--- Begin Source excerpt ---

Impacts of ultrasound on leaching recovery of zinc from low grade zinc oxide ore

Abstract On the basis of an experiment on ultrasonic enhanced ammonia leaching of low grade zinc oxide ores, the effects of the total ammonia concentration, the ratio between the NH3 concentration (CNH3) and that of ammonium sulfate (NH4)2SO4 (C(NH4)2SO4), and the ultrasound power on zinc leaching rate were studied. The results showed that the leaching efficiency of zinc observably increased with the increase of the total ammonia concentration, and that the ratios between CNH3 and C(NH4)2SO4 can remarkably affect the zinc extraction from the low grade zinc oxide ores. When the ratio between CNH3 and C(NH4)2SO4 is 2 to 1, the leaching rates of zinc are observably improved. The ultrasound can improve the leaching efficiency of zinc, and its effect was especially pronounced when the NH3 concentrations were low. The higher ultrasound power cannot sensibly improve the leaching rate of zinc, but it can improve the leaching speed and shorten the leaching time. Under the optimized conditions - total ammonia concentration of 8 mol/l, ratio between CNH3 and C(NH4)2SO4 of 2 to 1, and ultrasound power of 600 W – 83.33% of zinc is recovered.

--- End Source excerpt ---

# Tasks for this exercise
1. Render this sentence from the zinc leaching abstract in Spanish: "The ultrasound can improve the leaching efficiency of zinc, and its effect was especially pronounced when the NH3 concentrations were low."
2. According to the zinc leaching abstract, what percentage of zinc is recovered under the optimized conditions?
Base every answer solely on the zinc leaching abstract.

--- Begin Supplied records ---

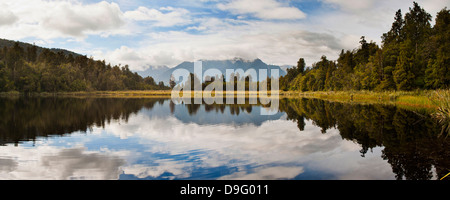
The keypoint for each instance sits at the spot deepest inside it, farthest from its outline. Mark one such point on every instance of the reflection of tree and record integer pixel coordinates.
(411, 141)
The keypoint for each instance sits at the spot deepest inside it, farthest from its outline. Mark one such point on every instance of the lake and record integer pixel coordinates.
(155, 139)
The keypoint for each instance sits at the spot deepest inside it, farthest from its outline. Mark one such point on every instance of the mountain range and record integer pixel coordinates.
(163, 73)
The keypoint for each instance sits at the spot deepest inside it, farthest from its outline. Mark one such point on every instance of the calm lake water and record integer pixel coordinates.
(106, 138)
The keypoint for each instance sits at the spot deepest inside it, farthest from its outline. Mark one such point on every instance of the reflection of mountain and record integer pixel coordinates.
(411, 141)
(213, 114)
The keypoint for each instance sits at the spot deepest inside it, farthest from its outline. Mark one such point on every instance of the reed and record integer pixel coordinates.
(441, 98)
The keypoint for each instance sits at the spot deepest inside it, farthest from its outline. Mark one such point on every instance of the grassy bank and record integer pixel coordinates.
(420, 98)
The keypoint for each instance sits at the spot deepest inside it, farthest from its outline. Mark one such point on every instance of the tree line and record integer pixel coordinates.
(33, 69)
(413, 55)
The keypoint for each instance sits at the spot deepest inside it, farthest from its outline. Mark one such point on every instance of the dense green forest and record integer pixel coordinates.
(413, 55)
(28, 68)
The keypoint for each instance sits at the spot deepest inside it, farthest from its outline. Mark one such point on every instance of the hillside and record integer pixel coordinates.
(23, 45)
(28, 68)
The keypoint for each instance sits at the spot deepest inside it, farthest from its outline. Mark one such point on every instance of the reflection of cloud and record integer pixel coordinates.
(47, 162)
(75, 163)
(270, 173)
(276, 143)
(7, 165)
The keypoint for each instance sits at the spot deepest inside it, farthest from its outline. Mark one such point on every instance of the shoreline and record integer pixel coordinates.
(417, 99)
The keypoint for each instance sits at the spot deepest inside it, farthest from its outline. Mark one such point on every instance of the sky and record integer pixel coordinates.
(167, 32)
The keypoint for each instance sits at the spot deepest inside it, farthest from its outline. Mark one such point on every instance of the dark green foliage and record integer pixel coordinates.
(36, 69)
(413, 55)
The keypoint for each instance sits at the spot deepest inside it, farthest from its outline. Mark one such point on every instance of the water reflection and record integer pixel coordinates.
(76, 138)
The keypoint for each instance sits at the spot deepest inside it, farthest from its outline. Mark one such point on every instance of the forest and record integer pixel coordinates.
(30, 69)
(413, 55)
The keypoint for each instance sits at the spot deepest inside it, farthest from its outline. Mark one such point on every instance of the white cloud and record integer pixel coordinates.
(77, 20)
(63, 19)
(165, 17)
(263, 9)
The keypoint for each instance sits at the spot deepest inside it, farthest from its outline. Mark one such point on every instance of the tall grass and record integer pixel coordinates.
(441, 98)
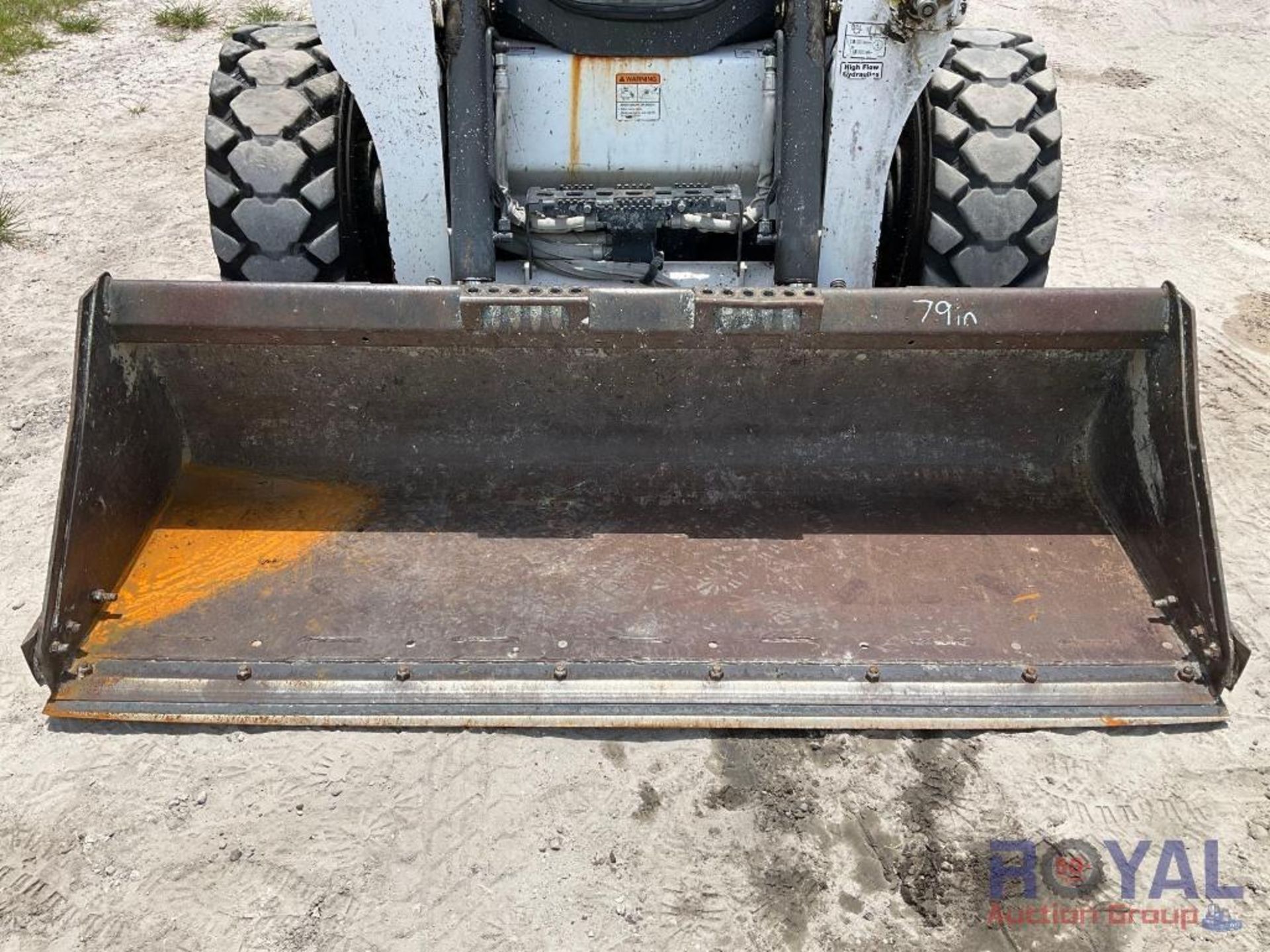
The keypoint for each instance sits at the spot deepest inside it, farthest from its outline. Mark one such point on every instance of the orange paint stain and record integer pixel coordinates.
(220, 528)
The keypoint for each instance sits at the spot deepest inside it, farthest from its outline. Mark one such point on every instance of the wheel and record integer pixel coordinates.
(996, 171)
(272, 147)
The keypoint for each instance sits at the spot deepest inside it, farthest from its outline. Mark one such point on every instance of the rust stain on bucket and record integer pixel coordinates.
(574, 106)
(222, 527)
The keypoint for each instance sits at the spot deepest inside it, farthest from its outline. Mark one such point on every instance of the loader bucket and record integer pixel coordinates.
(634, 507)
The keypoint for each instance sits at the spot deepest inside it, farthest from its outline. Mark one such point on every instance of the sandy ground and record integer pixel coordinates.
(150, 838)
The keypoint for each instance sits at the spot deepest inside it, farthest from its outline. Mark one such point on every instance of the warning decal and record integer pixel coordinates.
(639, 97)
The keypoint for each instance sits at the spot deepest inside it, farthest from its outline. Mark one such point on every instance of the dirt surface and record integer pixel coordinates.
(118, 837)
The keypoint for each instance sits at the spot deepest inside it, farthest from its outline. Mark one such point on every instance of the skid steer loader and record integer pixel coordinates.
(634, 364)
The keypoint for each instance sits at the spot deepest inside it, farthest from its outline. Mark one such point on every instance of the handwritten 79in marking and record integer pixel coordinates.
(944, 310)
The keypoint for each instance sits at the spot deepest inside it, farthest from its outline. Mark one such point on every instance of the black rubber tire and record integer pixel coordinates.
(996, 163)
(271, 140)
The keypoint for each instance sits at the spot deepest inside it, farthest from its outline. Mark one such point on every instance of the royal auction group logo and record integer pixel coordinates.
(1075, 871)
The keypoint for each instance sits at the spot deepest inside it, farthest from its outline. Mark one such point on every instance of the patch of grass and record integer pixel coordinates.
(22, 20)
(12, 229)
(265, 13)
(183, 17)
(79, 23)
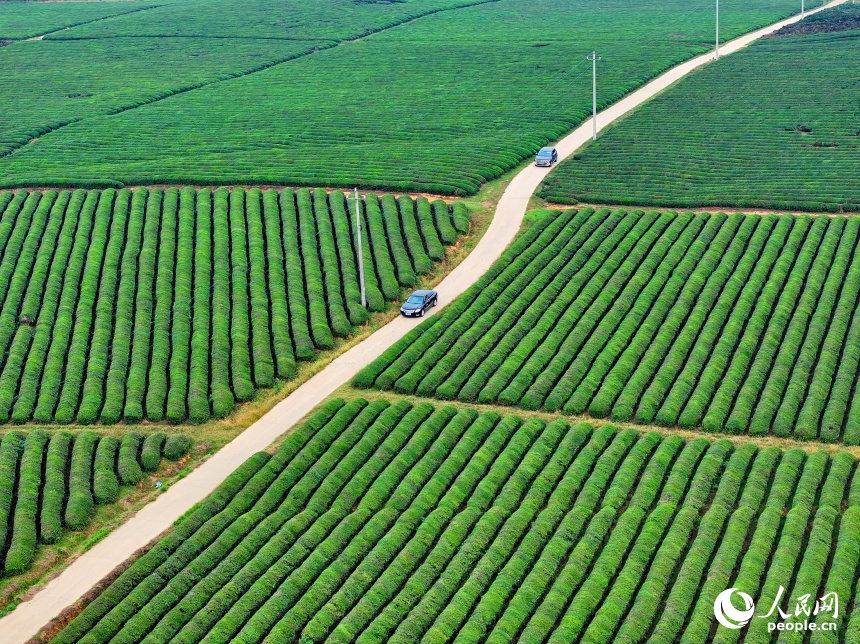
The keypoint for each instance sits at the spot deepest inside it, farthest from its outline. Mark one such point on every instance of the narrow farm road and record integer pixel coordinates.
(30, 616)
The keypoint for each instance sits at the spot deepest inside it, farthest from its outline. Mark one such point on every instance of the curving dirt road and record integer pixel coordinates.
(30, 616)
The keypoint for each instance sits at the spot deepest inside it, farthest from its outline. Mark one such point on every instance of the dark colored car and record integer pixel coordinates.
(418, 302)
(546, 156)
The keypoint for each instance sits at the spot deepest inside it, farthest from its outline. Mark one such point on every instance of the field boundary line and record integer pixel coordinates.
(65, 589)
(324, 44)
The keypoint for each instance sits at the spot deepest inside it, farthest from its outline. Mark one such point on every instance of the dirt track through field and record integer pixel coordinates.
(30, 616)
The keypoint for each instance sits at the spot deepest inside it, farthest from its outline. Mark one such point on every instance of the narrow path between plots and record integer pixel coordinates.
(30, 616)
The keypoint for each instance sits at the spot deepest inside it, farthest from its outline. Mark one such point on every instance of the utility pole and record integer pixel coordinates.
(717, 44)
(358, 245)
(594, 58)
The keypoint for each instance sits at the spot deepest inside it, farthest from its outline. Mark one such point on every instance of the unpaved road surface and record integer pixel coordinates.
(30, 616)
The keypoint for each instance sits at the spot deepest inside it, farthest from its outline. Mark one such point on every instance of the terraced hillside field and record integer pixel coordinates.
(174, 304)
(769, 140)
(743, 324)
(51, 483)
(396, 523)
(330, 92)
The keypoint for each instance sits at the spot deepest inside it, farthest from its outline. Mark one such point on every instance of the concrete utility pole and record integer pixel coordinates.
(717, 45)
(358, 245)
(594, 58)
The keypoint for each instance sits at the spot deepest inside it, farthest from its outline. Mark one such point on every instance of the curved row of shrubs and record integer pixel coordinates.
(397, 522)
(739, 324)
(52, 482)
(171, 305)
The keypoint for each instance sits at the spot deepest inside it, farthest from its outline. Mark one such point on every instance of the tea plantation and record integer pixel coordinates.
(174, 304)
(50, 483)
(751, 130)
(732, 323)
(397, 523)
(440, 104)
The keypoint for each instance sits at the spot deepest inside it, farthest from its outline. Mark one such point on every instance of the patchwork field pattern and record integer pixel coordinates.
(769, 141)
(31, 19)
(174, 304)
(742, 324)
(398, 523)
(51, 482)
(441, 104)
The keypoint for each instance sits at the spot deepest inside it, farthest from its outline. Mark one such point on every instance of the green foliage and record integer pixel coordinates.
(50, 483)
(401, 523)
(176, 446)
(446, 123)
(739, 324)
(171, 305)
(788, 150)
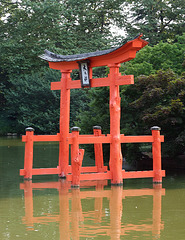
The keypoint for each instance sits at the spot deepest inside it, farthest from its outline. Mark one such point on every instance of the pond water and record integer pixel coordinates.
(47, 207)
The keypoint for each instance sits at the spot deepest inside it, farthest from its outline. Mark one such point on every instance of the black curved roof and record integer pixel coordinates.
(53, 57)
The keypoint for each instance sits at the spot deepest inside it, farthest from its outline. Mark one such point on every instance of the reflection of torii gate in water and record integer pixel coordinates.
(111, 58)
(76, 216)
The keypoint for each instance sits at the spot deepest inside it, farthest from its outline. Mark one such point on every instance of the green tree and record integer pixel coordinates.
(30, 102)
(65, 27)
(161, 56)
(156, 19)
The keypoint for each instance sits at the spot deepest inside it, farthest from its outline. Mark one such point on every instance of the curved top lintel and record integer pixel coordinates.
(116, 55)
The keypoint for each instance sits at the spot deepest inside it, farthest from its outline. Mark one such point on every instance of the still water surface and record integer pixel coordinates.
(47, 207)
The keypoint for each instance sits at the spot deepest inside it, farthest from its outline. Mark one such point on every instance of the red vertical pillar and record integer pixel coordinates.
(28, 157)
(64, 219)
(28, 199)
(156, 150)
(76, 157)
(64, 124)
(115, 212)
(115, 146)
(98, 150)
(157, 205)
(76, 213)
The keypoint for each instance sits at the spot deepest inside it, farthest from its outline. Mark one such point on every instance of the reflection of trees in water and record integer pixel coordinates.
(90, 212)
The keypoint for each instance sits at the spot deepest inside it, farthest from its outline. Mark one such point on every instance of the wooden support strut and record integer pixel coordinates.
(28, 157)
(64, 124)
(98, 150)
(156, 150)
(115, 162)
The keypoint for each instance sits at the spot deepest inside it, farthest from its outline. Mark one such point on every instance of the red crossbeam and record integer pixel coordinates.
(96, 82)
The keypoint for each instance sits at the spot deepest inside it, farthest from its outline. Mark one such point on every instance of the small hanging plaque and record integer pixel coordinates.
(84, 73)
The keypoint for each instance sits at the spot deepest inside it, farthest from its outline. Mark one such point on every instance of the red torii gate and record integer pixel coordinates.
(111, 58)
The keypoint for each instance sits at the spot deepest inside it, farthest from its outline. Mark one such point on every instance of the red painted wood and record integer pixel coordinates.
(64, 124)
(156, 151)
(115, 162)
(140, 174)
(97, 82)
(28, 156)
(76, 158)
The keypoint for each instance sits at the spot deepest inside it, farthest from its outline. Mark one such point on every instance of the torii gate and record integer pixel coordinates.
(111, 58)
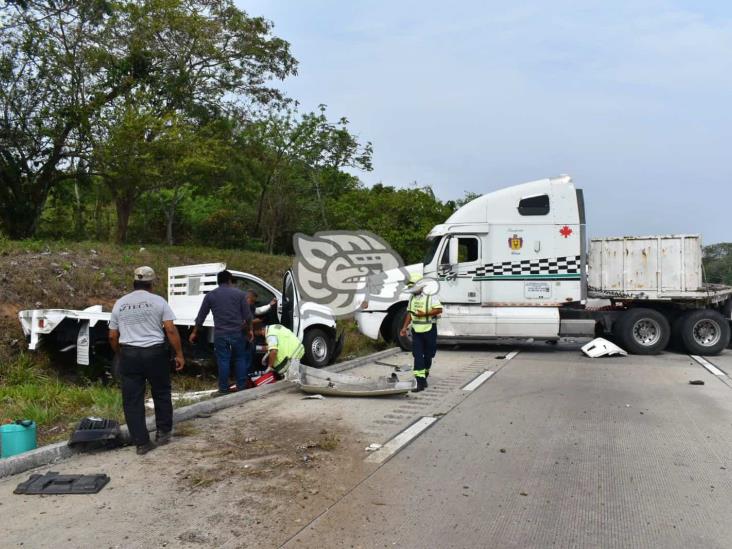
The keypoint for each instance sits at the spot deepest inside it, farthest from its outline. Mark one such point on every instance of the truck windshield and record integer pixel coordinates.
(431, 249)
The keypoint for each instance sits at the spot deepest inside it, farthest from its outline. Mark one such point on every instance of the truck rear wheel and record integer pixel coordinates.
(704, 332)
(405, 342)
(642, 331)
(318, 347)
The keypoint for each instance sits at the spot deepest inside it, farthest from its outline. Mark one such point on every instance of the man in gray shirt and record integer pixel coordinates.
(137, 329)
(232, 316)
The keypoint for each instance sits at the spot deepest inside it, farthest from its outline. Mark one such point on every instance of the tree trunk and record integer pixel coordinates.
(260, 209)
(124, 210)
(78, 212)
(320, 201)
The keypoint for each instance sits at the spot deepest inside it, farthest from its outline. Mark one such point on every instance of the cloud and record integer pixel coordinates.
(631, 98)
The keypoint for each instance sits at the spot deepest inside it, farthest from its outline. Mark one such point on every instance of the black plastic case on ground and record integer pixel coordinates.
(54, 483)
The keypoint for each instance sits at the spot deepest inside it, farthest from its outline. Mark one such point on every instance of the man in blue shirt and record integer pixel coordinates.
(232, 317)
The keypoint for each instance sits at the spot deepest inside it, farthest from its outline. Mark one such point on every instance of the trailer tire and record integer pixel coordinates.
(642, 331)
(404, 342)
(318, 347)
(704, 332)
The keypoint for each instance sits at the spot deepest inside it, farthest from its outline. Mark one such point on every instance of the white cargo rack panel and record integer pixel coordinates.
(646, 267)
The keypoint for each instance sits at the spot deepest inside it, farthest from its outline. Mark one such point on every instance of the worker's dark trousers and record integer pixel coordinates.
(424, 348)
(137, 365)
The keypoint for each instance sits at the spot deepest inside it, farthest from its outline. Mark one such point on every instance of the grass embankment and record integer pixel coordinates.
(37, 274)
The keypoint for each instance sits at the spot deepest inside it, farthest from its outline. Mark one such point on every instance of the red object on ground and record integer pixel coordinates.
(264, 379)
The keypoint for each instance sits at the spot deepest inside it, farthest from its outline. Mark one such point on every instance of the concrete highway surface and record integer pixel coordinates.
(525, 446)
(557, 450)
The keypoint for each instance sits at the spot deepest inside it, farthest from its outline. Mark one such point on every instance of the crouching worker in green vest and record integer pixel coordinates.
(423, 311)
(284, 350)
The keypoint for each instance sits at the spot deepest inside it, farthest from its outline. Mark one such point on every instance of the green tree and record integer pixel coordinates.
(402, 217)
(65, 65)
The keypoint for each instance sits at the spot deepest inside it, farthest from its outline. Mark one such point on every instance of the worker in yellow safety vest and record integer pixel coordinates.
(422, 313)
(284, 350)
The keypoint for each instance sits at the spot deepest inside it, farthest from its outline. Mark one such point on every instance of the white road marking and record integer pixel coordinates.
(708, 365)
(401, 440)
(478, 381)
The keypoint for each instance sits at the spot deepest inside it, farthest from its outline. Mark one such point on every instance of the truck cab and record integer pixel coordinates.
(505, 261)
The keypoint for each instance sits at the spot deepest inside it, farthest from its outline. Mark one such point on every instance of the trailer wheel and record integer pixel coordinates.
(642, 331)
(704, 332)
(405, 342)
(318, 347)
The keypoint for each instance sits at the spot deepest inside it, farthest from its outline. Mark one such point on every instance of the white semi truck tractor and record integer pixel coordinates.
(515, 263)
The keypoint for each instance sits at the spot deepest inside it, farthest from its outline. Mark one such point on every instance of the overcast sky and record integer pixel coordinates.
(631, 98)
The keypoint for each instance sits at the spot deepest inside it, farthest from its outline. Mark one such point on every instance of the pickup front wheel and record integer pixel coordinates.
(318, 347)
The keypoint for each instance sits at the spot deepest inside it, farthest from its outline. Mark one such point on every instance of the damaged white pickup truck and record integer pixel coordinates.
(85, 331)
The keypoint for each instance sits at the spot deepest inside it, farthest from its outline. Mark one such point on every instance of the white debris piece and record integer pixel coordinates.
(602, 347)
(189, 395)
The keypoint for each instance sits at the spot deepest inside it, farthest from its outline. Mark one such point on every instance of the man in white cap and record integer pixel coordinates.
(140, 321)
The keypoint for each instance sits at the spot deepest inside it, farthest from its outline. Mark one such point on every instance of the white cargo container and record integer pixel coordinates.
(515, 263)
(646, 267)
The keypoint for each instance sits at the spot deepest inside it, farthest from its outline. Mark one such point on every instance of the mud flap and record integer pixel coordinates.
(338, 349)
(82, 344)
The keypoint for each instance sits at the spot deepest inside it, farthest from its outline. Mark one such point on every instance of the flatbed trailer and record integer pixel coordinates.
(515, 264)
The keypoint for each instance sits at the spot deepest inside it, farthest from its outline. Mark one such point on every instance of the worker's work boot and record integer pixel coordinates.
(162, 437)
(420, 385)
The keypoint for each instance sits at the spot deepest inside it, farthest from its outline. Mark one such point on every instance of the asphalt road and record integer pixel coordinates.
(557, 450)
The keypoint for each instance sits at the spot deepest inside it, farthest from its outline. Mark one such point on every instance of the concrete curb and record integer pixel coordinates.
(53, 453)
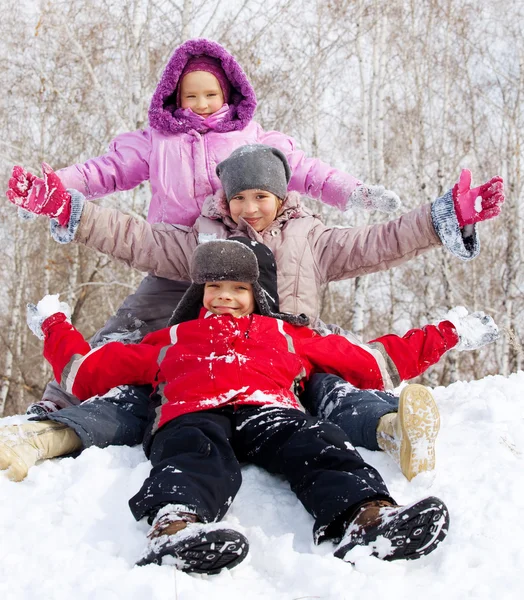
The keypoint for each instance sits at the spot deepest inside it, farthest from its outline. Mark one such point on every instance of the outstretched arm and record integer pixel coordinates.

--- End Supplied records ---

# Expected results
1. El ultrasonido puede mejorar la eficiencia de lixiviación del zinc, y su efecto fue especialmente pronunciado cuando las concentraciones de NH3 eran bajas.

2. 83.33% of the zinc is recovered.